* [Task description]: Return the records that follow, matching each one exactly.

Dataset excerpts on object pointing:
— START —

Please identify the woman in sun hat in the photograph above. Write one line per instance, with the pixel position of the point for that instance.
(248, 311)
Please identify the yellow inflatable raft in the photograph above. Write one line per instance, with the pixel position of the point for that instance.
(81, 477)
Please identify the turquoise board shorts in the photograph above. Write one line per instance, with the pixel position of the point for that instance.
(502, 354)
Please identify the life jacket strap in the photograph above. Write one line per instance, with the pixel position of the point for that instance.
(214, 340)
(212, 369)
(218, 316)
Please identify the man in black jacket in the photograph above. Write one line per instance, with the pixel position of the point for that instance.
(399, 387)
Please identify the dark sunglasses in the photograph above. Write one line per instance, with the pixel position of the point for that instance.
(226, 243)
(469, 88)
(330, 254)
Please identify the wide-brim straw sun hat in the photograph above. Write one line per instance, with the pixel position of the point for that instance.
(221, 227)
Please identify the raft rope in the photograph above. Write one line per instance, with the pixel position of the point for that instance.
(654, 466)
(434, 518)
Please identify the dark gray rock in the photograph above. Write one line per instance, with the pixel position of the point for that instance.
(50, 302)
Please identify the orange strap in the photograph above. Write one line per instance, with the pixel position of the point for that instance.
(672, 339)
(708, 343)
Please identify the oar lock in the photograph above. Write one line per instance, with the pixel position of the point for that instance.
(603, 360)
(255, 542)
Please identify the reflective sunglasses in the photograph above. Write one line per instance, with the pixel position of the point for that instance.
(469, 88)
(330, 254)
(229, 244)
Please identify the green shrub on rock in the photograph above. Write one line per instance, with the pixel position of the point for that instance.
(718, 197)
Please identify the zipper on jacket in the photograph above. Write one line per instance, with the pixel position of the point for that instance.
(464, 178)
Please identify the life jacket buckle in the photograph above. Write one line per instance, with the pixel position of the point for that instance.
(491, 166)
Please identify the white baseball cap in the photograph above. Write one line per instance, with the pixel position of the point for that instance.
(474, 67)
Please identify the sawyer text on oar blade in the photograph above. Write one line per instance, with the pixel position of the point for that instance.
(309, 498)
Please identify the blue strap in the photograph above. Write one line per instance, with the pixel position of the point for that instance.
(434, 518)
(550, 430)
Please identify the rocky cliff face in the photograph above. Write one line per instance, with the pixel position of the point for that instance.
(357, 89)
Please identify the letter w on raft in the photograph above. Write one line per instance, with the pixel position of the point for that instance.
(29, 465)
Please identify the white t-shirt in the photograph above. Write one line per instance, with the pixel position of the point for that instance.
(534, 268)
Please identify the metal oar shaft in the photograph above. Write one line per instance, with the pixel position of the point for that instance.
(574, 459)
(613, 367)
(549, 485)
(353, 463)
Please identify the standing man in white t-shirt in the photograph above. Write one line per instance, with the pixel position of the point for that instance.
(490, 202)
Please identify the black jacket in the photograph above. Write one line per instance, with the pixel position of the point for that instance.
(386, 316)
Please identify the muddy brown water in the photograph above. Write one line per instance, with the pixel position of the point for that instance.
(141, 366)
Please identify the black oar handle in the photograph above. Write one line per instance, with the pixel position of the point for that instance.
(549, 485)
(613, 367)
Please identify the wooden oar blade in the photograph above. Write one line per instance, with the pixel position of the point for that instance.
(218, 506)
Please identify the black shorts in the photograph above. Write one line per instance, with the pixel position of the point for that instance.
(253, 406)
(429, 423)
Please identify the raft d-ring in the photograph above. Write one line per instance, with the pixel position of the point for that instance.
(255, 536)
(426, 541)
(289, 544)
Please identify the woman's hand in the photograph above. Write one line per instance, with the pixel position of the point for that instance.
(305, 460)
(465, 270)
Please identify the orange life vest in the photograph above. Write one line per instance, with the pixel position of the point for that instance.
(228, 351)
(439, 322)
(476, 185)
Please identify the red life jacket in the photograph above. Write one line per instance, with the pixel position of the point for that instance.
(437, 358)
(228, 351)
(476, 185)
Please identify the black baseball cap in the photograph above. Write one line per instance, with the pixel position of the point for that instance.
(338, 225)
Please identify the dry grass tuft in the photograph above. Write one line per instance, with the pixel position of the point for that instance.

— END —

* [Full response]:
Please identify the woman in sun hat in the photograph above. Write one line per instance, with the pixel position of the point for that instance.
(248, 311)
Please identify the yellow inflatable raft in the photograph above. Write one line per instance, with the pixel position of the point for that instance.
(81, 477)
Please identify the turquoise board shorts in the photograph above. Write one line per instance, with the pixel position of the point for that instance.
(502, 354)
Please identify the life jacket strap in the photograph above. Write one line per instance, with the pixel position of the point for that instance.
(214, 340)
(212, 369)
(218, 316)
Please identify the man in black jacket in the photograph above. Write one line per instance, with the pixel position of the point for that instance.
(399, 387)
Please identify the dark sunglasses in the photograph above. Write one line per instance, with the pixel position of the point for that instance.
(226, 243)
(469, 88)
(330, 254)
Please identify the wide-brim straw sun hat in the photograph above. Write one line per instance, with the pixel position of the point for that instance.
(221, 227)
Please identify the raft rope in the photograph above. Write one line per instance, with the pixel position of the point for that instance.
(654, 466)
(434, 518)
Please identify the dark gray rock in the photograph above. Write one line per instance, with the pixel position of the point for that instance.
(50, 302)
Please identify the orange strap in the photograph above. Write one line per instance, with the pixel position of the point for that instance.
(672, 339)
(708, 343)
Please identify the oar lock in the photograph above. Write one line per instance, with the pixel position of the point for that instance.
(603, 360)
(255, 542)
Please identify the reflective sunglasses in the photograph above. Write one line per instance, with the pixel position of the point for that instance.
(469, 88)
(330, 254)
(229, 244)
Please identify the green shrub on rock in the photograph above. Write one line per instance, with the pixel position of the point for that instance.
(718, 197)
Please identify the zipper on jacket in the photograph above. Write one line per instance, with the pixel position of the point for that instance.
(464, 178)
Please identify the life jacket buckle in the photograph above. Write one line per instance, with the pixel position of the point for that instance.
(491, 166)
Please identify the white baseball cap in the photograph above. Write one line per instance, with the pixel position of the point for that instance.
(474, 67)
Please identify the sawyer text on oar blade in the photograph above. Write one line per instance, with the pixel position of the point for that instance.
(309, 498)
Please identify the blue strap in the photograph above. Write one line per instance, with the pixel position of the point for that instance.
(434, 518)
(550, 430)
Please identify the rocky cliff face in the photograph above. Write one line per instance, with the pixel position of the point for that instance.
(357, 89)
Please identify the letter w on raft in the photograph above. Write one line per instance, with the pixel position of the point for that instance.
(29, 465)
Please identify the white t-shirt in the photograph above. Write one line per instance, with the pixel position of the point for that instance.
(534, 268)
Please identify the metal oar shaft in the photograph above. Write one line per instance, with the pixel position of the point for that instance.
(574, 459)
(613, 367)
(549, 485)
(353, 463)
Please identify the standing man in white t-shirt in the photograph above. Write one line per instance, with the pixel position of the point for that instance.
(490, 202)
Please identify the black jacket in the photograph above. Write one line per instance, with the pixel position of the point for that instance.
(386, 316)
Please identify the muddy brown water in the photograph above. Write one line per instance, with the pixel position of the point for that instance.
(141, 366)
Please identify the black oar handle in the photograph above. Write one line per instance, with the pixel position of the point for that instance.
(549, 485)
(613, 367)
Please identify the wooden oar blade in the photograph above. Write one line per instance, with the pixel position of the point for that instance.
(218, 506)
Please identify the black shorts in the photograph above. Write one line per instance, with the pixel position of the point for that instance.
(253, 406)
(429, 423)
Please identify the raft d-ring in the photograph above. Write one line per instance, with the pixel position of the point for that instance.
(255, 536)
(426, 541)
(289, 544)
Please identify the woman's hand in the photograph above. Write one line per instance, with the pixel position of the point for that instance.
(305, 460)
(465, 270)
Please identify the orange life vest in the photograph above. Write one line per instance, with the pixel position of the point for that instance.
(228, 351)
(439, 322)
(476, 185)
Please identify the red life jacket in the photograph above. Write one line per instance, with the pixel position of the point for that instance.
(437, 358)
(228, 351)
(476, 185)
Please identify the black baseball cap in the photograph above. Write one line per instance, with the pixel position of the point for that instance.
(338, 225)
Please identify the dry grass tuft in the photograph above. Write one line per instance, with the pixel position of the point for that instance.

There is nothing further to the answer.